[Material to process]:
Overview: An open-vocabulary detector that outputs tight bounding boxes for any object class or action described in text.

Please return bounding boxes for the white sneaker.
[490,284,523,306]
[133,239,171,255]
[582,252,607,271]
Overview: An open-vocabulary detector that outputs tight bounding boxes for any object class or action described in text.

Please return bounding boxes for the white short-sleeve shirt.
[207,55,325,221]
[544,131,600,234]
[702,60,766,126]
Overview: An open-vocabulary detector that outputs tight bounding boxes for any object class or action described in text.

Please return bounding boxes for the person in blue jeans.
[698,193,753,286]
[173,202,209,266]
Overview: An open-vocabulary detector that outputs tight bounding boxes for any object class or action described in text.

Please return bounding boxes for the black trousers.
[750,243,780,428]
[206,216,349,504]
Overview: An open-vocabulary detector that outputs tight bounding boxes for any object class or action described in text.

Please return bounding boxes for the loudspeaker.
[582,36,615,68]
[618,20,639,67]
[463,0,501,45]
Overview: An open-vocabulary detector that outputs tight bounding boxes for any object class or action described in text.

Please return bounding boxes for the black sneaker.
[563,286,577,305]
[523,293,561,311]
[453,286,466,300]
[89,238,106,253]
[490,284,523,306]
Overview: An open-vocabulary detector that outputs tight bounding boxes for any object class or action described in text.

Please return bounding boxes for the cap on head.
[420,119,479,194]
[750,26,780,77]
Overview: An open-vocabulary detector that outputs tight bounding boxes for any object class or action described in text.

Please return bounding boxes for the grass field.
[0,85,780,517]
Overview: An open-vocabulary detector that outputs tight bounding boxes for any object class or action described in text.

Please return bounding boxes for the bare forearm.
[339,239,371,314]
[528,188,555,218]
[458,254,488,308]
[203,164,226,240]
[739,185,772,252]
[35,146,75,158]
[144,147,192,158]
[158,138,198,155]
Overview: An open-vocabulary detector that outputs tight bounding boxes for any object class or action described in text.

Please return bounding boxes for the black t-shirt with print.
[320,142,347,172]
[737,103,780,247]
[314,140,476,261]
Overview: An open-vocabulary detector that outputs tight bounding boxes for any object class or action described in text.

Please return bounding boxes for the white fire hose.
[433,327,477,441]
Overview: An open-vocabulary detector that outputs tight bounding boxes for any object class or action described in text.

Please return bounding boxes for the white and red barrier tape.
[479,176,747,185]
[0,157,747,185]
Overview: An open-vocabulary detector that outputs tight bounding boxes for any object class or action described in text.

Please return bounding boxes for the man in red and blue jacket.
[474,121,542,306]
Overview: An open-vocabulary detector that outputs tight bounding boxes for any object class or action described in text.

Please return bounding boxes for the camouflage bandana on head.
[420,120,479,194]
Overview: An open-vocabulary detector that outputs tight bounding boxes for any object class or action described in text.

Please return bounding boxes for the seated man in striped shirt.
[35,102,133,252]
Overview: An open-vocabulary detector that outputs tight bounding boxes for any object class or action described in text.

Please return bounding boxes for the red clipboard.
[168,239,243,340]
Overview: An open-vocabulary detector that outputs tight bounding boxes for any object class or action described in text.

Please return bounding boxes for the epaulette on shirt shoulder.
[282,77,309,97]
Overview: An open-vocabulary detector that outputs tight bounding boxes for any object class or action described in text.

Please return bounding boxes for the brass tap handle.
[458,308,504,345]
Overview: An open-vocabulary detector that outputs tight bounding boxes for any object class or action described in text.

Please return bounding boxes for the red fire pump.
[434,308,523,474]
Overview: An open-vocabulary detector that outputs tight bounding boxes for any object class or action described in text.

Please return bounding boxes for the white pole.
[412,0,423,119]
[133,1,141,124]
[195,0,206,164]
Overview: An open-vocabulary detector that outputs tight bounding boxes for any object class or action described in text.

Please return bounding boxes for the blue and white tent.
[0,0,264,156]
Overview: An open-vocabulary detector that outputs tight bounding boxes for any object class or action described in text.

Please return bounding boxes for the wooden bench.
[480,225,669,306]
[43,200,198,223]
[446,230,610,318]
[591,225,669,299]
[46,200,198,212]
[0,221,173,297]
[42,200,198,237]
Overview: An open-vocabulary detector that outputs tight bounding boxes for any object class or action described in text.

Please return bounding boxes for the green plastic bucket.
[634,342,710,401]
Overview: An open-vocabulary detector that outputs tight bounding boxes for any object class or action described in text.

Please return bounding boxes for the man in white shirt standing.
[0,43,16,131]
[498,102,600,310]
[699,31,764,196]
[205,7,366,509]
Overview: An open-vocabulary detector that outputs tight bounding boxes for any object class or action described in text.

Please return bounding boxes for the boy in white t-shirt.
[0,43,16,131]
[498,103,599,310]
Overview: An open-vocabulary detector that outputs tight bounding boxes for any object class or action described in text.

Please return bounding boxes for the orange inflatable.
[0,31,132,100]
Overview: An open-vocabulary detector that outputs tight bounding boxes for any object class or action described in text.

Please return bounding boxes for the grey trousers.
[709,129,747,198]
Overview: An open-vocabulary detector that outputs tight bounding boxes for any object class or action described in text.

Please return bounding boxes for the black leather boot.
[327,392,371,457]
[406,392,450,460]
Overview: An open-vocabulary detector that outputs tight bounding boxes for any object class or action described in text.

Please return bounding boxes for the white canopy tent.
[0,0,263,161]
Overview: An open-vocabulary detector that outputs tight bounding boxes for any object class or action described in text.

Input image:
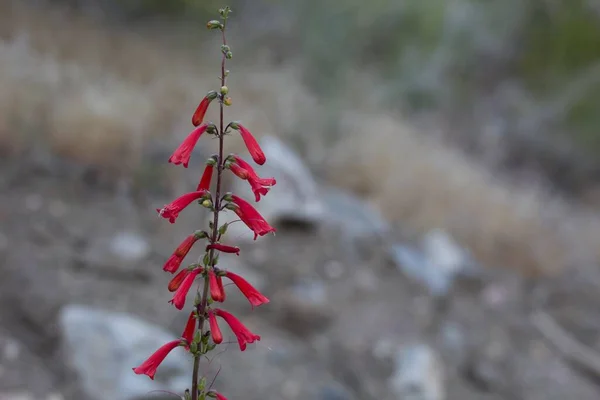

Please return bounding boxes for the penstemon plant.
[133,7,276,400]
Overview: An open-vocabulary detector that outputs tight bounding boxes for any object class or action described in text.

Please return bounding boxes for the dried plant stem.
[192,14,227,400]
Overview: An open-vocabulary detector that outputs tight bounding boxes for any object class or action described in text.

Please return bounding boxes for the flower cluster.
[133,7,276,400]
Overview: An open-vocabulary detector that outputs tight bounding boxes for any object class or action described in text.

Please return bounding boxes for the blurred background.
[0,0,600,400]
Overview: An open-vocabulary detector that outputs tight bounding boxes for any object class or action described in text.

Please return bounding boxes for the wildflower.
[229,156,277,201]
[156,190,209,224]
[169,268,203,310]
[163,233,202,274]
[211,308,260,351]
[181,310,196,350]
[231,122,267,165]
[225,271,269,308]
[192,90,217,126]
[206,243,240,256]
[231,195,275,240]
[208,269,225,303]
[133,339,181,380]
[169,124,209,168]
[208,310,223,344]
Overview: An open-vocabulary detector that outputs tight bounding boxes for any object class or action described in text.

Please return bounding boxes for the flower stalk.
[133,7,276,400]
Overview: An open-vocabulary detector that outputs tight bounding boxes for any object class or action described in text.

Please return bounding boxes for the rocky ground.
[0,138,600,400]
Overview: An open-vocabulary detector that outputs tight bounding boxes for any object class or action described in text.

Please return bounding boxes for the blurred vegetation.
[50,0,600,155]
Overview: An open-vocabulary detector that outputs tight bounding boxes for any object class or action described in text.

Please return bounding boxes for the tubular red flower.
[208,269,225,303]
[225,271,269,308]
[169,124,208,168]
[181,311,196,350]
[192,91,217,126]
[214,308,260,351]
[133,339,181,380]
[206,243,240,256]
[163,234,199,274]
[168,269,191,292]
[229,156,277,201]
[196,164,214,191]
[208,310,223,344]
[156,190,208,224]
[231,123,267,165]
[169,268,202,310]
[231,195,275,240]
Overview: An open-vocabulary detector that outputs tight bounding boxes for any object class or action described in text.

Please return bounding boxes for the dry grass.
[0,4,600,274]
[330,113,600,275]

[What is required]: Rewrite all of the data above as a numbered list with one entry per line, skipping blank lines. Do not include the pictures in your answer.

[Reply to the task]:
1. Overview: An open-vocabulary detector that outputs tight bounding boxes for any object class or action described in text.
2. Please return bounding boxes for the white sneaker.
3. [490,284,523,306]
4. [133,239,171,255]
5. [582,252,607,271]
6. Overview: An open-vocabulary detector that outputs tight bounding boxes for any object class or action described in text.
7. Please return bounding boxes for the white short-sleeve shirt.
8. [207,55,325,221]
9. [544,131,600,234]
10. [702,60,766,126]
11. Overview: An open-vocabulary detector that outputs tight bounding boxes for any object class or action described in text.
12. Please return bounding boxes for the person in blue jeans.
13. [698,193,753,286]
14. [173,202,209,266]
15. Overview: An open-vocabulary detector that outputs tight bounding boxes for any object class or action described in text.
16. Please return bounding boxes for the black trousers.
17. [750,243,780,428]
18. [206,216,349,504]
19. Overview: An open-vocabulary detector that outputs tight bounding boxes for any object class or action described in text.
20. Please return bounding boxes for the loudspeaker.
21. [582,36,615,68]
22. [618,20,639,67]
23. [463,0,501,45]
24. Overview: An open-vocabulary detector that outputs tight bounding boxes for any object class or action described in text.
25. Please return bounding boxes for the black sneaker.
26. [563,286,577,305]
27. [523,293,561,311]
28. [453,286,466,300]
29. [89,238,106,253]
30. [490,284,523,306]
31. Overview: An open-vocabulary detector that outputs tight bounding boxes for any object class or action described in text.
32. Please return bounding boxes for the cap on head.
33. [420,119,479,194]
34. [750,26,780,77]
35. Overview: An open-vocabulary detector that outputs tight bounding boxes for any object class or action described in text.
36. Please return bounding boxes for the grass field.
37. [0,85,780,517]
38. Overview: An open-vocabulary detector that outputs tight bounding boxes for any object class or action described in text.
39. Please return bounding boxes for the bare forearm.
40. [339,239,371,314]
41. [528,188,555,218]
42. [458,254,488,308]
43. [203,164,226,240]
44. [739,185,772,252]
45. [35,146,75,158]
46. [144,147,192,158]
47. [158,138,198,155]
48. Overview: An open-vocabulary detector that outputs tight bounding boxes for any object class or action described in text.
49. Please return bounding boxes for the black t-shirt with print.
50. [320,142,347,172]
51. [737,103,780,247]
52. [314,140,476,261]
53. Overview: An open-vocabulary detector that outputs tight bounding boxes for any object class or action described in text.
54. Please return bounding boxes for the white fire hose.
55. [433,327,477,441]
56. Overview: An open-vocabulary detector that outputs tight bounding boxes for any object class or action described in text.
57. Please return bounding boxes for the white and red barrier tape.
58. [479,176,747,185]
59. [0,157,747,185]
60. Overview: An open-vocabulary detector that outputs tight bounding boxes for any object class or action described in text.
61. Please return bounding boxes for the man in red and blue jacket.
62. [474,121,542,306]
63. Overview: An open-vocabulary detector that outputs tight bounding boxes for any object class or action described in text.
64. Please return bounding boxes for the camouflage bandana on head.
65. [420,120,479,194]
66. Overview: An open-vocabulary detector that outputs tight bounding boxes for any object class or action described in text.
67. Please return bounding boxes for the seated man in striped shirt.
68. [35,102,133,252]
69. Overview: An open-vocabulary detector that outputs tight bounding boxes for any object class or action described in text.
70. Please return bounding boxes for the red clipboard.
71. [168,239,243,340]
72. Overview: An open-vocabulary detector that outputs tight bounding boxes for any object class or action described in text.
73. Please return bounding boxes for the epaulette on shirt shoulder.
74. [282,77,309,97]
75. Overview: An open-vocabulary detector that outputs tight bounding boxes for any object class or action described in text.
76. Please return bounding boxes for the brass tap handle.
77. [458,308,504,345]
78. Overview: An open-vocabulary detector that outputs tight bounding boxes for any object class or action described in text.
79. Please return bounding boxes for the red fire pump.
80. [434,308,523,474]
81. Overview: An open-vocabulary detector that outputs tight bounding boxes for any object class or action described in text.
82. Please return bounding boxes for the white pole.
83. [412,0,423,119]
84. [133,1,141,124]
85. [195,0,206,164]
86. Overview: An open-vocabulary detector that outputs tight bounding boxes for any object class or action described in text.
87. Please return bounding boxes for the blue and white tent.
88. [0,0,264,156]
89. Overview: An open-vocabulary detector that outputs tight bounding boxes for any object class or action described in text.
90. Please return bounding boxes for the wooden bench.
91. [480,225,669,306]
92. [43,200,198,223]
93. [446,230,610,318]
94. [591,225,669,299]
95. [46,200,198,212]
96. [0,221,173,297]
97. [42,200,198,237]
98. Overview: An open-vocabulary detector that outputs tight bounding boxes for any object class or action described in text.
99. Please return bounding boxes for the green plastic bucket.
100. [634,342,710,401]
101. Overview: An open-vocabulary detector that outputs tight bounding boxes for any object class or action described in text.
102. Please return bounding boxes for the man in white shirt standing.
103. [0,43,16,131]
104. [498,102,600,310]
105. [699,31,764,196]
106. [205,7,366,509]
107. Overview: An open-vocabulary detector that outputs tight bounding boxes for any object class or action described in text.
108. Please return bounding boxes for the boy in white t-shirt.
109. [0,43,16,131]
110. [498,103,599,310]
111. Overview: An open-vocabulary detector that outputs tight bounding boxes for any object class or action described in text.
112. Please return bounding boxes for the orange inflatable.
113. [0,31,132,100]
114. Overview: An open-vocabulary detector that outputs tight bounding boxes for any object class or action described in text.
115. Please return bounding boxes for the grey trousers.
116. [709,129,747,198]
117. Overview: An open-vocabulary detector that outputs tight bounding boxes for any object class or action described in text.
118. Please return bounding boxes for the black leather boot.
119. [327,392,371,457]
120. [406,392,450,460]
121. Overview: An open-vocabulary detector that outputs tight bounding boxes for any object class or action described in text.
122. Please return bounding boxes for the white canopy tent.
123. [0,0,263,161]
124. Overview: An open-vocabulary detector that outputs tight bounding boxes for any object class or action described in text.
125. Input image:
126. Please return bounding boxes for the penstemon plant.
127. [133,7,276,400]
128. Overview: An open-vocabulary detector that outputs tight bounding boxes for any object class or action described in text.
129. Please return bounding boxes for the dried plant stem.
130. [192,14,227,400]
131. Overview: An open-vocabulary detector that outputs tight bounding boxes for any object class or action described in text.
132. Please return bounding boxes for the flower cluster.
133. [133,7,276,400]
134. Overview: An open-vocabulary detector that outputs tight bounding boxes for any object class or action described in text.
135. Please return bounding boxes for the blurred background.
136. [0,0,600,400]
137. Overview: An open-vocabulary detector that outputs tight bounding boxes for any object class or action described in text.
138. Please return bounding boxes for the wildflower.
139. [229,156,277,201]
140. [156,190,209,224]
141. [169,268,203,310]
142. [163,233,202,274]
143. [211,308,260,351]
144. [181,310,196,350]
145. [231,122,267,165]
146. [225,271,269,308]
147. [192,90,217,126]
148. [206,243,240,256]
149. [231,195,275,240]
150. [208,269,225,303]
151. [133,339,181,380]
152. [169,124,209,168]
153. [208,310,223,344]
154. Overview: An open-vocabulary detector that outputs tight bounding boxes for any object class or action described in text.
155. Please return bounding boxes for the flower stalk.
156. [133,7,276,400]
157. Overview: An open-vocabulary detector that outputs tight bounding boxes for any object class or action described in text.
158. Please return bounding boxes for the rocky ground.
159. [0,138,600,400]
160. Overview: An open-vocabulary detector that outputs tight bounding boxes for any object class or action described in text.
161. Please return bounding boxes for the blurred vegetation.
162. [50,0,600,155]
163. Overview: An open-vocabulary detector that outputs tight bounding boxes for any object class or action described in text.
164. Please return bounding boxes for the tubular red flower.
165. [208,269,225,303]
166. [225,271,269,308]
167. [169,124,208,168]
168. [181,311,196,350]
169. [192,91,217,126]
170. [214,308,260,351]
171. [133,339,181,380]
172. [206,243,240,256]
173. [163,234,199,274]
174. [168,269,191,292]
175. [229,156,277,201]
176. [196,164,214,191]
177. [208,310,223,344]
178. [156,190,208,224]
179. [231,123,267,165]
180. [169,268,202,310]
181. [231,195,275,240]
182. Overview: An open-vocabulary detector that outputs tight bounding boxes for any object class or action described in text.
183. Please return bounding boxes for the dry grass.
184. [0,4,600,274]
185. [330,113,600,275]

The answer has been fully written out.